Rewrite the material as a numbered list, beginning with its first line and ending with the line that contains "[[49, 206]]", both included. Leave out blank lines.

▶ Task data
*-*-*

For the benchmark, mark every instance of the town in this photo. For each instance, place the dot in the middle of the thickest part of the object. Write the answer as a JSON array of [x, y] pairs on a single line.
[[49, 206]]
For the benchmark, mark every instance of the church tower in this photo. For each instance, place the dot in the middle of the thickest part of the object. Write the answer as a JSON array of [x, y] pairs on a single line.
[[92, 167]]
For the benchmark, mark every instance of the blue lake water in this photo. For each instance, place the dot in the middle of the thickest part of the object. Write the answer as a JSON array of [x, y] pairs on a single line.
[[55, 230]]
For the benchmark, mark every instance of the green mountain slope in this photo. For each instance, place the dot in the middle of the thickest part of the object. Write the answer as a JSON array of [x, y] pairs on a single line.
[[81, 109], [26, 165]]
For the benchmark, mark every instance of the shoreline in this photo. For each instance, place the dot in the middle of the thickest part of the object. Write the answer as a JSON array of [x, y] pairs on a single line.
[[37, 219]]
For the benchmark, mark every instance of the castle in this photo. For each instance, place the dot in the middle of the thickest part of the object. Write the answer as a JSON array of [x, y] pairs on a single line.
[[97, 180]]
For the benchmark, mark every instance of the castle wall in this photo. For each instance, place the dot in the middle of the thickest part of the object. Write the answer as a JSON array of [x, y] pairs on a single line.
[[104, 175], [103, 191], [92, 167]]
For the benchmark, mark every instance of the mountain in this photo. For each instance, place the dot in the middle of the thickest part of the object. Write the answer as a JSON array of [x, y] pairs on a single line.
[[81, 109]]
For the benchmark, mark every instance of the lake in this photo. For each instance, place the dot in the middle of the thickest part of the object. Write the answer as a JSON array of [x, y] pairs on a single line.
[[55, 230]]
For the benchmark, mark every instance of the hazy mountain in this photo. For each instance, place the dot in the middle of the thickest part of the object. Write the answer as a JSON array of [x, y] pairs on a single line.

*-*-*

▶ Task solution
1. For the benchmark, mark every instance of the town in this photo. For each instance, place the dot in the middle of the thickest part of the object. Write the answer as a JSON array of [x, y] pairs on a single line.
2. [[49, 206]]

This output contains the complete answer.